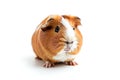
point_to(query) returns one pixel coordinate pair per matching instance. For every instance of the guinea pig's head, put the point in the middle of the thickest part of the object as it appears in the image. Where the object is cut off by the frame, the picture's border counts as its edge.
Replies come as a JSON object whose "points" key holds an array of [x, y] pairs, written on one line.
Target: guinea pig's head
{"points": [[60, 32]]}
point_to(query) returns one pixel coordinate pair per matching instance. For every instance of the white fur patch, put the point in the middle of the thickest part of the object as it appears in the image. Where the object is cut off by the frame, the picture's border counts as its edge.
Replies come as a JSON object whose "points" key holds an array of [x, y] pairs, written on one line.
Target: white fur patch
{"points": [[70, 36]]}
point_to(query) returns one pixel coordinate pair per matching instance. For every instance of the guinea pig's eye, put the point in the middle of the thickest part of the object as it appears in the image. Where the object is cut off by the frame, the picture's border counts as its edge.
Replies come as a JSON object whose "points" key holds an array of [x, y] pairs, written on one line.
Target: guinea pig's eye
{"points": [[57, 29], [73, 28]]}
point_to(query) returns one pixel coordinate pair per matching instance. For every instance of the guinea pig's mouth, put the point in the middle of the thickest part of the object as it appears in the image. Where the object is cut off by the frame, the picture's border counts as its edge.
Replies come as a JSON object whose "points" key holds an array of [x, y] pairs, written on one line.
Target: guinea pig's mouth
{"points": [[67, 49]]}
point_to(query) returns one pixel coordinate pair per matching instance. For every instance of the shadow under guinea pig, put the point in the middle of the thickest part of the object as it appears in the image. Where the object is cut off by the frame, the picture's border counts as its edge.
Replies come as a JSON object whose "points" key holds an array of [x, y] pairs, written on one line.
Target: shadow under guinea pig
{"points": [[35, 62]]}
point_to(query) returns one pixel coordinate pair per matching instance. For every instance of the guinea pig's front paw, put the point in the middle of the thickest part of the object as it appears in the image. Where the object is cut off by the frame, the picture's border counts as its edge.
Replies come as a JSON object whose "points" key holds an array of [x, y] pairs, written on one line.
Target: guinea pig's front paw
{"points": [[48, 64], [71, 63]]}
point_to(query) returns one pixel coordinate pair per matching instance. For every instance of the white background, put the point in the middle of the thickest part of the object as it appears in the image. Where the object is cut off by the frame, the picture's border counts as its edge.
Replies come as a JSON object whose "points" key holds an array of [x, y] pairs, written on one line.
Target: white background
{"points": [[99, 58]]}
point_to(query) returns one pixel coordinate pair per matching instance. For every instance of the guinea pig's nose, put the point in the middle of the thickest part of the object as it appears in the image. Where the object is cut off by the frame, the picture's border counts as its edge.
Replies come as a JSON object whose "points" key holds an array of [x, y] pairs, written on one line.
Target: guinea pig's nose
{"points": [[67, 42]]}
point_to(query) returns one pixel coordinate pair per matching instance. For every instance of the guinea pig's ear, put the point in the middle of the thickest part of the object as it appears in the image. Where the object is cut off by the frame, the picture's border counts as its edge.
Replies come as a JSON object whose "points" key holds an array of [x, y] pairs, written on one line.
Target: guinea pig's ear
{"points": [[73, 19], [77, 21], [46, 26]]}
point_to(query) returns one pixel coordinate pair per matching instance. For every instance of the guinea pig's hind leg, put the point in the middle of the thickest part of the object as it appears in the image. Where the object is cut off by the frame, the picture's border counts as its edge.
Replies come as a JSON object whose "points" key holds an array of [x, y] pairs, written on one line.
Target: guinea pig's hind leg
{"points": [[71, 63], [48, 64]]}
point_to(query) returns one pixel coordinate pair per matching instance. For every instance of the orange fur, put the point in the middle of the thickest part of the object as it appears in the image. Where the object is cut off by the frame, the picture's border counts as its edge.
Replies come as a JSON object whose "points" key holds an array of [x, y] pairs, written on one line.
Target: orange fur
{"points": [[47, 44]]}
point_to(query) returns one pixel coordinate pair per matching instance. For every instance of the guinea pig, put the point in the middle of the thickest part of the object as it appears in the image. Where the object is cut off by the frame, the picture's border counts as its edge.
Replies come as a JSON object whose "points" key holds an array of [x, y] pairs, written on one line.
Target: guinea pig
{"points": [[57, 39]]}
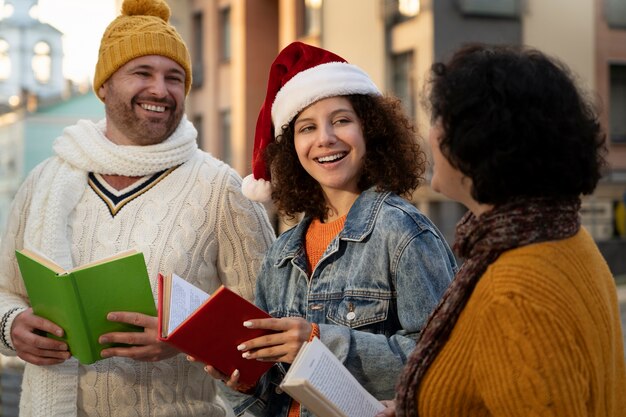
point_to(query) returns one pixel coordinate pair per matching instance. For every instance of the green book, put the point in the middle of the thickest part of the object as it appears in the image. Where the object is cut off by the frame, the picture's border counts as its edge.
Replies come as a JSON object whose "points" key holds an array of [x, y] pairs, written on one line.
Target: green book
{"points": [[78, 300]]}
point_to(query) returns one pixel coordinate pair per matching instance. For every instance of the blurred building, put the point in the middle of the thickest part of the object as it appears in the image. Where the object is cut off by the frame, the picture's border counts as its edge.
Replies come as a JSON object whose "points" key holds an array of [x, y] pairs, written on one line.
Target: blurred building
{"points": [[233, 43], [36, 101]]}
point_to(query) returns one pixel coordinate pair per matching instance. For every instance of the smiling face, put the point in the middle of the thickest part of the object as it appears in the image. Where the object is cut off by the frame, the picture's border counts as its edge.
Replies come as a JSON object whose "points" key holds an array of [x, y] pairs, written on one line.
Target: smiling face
{"points": [[330, 145], [144, 100]]}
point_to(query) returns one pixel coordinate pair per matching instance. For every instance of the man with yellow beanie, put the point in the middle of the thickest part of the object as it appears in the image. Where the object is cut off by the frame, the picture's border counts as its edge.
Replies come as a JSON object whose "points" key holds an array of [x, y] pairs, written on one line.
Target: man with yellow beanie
{"points": [[136, 179]]}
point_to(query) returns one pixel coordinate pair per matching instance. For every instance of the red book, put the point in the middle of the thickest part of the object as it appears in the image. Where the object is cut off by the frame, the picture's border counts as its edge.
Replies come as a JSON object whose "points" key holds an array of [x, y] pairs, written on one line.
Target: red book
{"points": [[209, 328]]}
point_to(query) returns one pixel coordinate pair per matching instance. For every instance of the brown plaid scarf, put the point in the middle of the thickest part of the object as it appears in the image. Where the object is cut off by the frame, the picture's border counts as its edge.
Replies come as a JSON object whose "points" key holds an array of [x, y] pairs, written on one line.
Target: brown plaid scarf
{"points": [[480, 241]]}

● WHAT TO DO
Starting at the line that contains "the man with", quote each remaining line of the entries above, unchanged.

● SOLUTION TO THIS TASK
point_to(query) returns one pixel coordinate pair per matching instance. For every instance of the man with yellow beanie, put the point in the middle of the thickest part of the object as it appears in the image. Where the object is cut off by the frame, the picture's border counts as its edge.
Replies come as a JSON object whose "points" key holds an array of [x, y] pairs, written on one line.
Target: man with yellow beanie
{"points": [[136, 179]]}
point_to(query) returns one pixel coordinate pair per matching instance. For every instance of the red book, put the point in the middle of the thickest part of the object as it appears in the image. Where the object is cut off by the frame, the picture's border counts as its edge.
Replies come as a JSON object whose "points" key holds an array of [x, y] pairs, written on one line.
Target: red book
{"points": [[209, 328]]}
point_to(query) returns one pixel coordinate pair per matching instance. For every instance of the brown plaid scarf, put the point in the middle of the thickest part of the object as it appears in the image. Where the object is cut off by the frame, the picture's border counts as its edge.
Replies come as a JSON object whose "points" key holds an array of [x, y] pairs, written on one line.
Target: brown plaid scarf
{"points": [[480, 241]]}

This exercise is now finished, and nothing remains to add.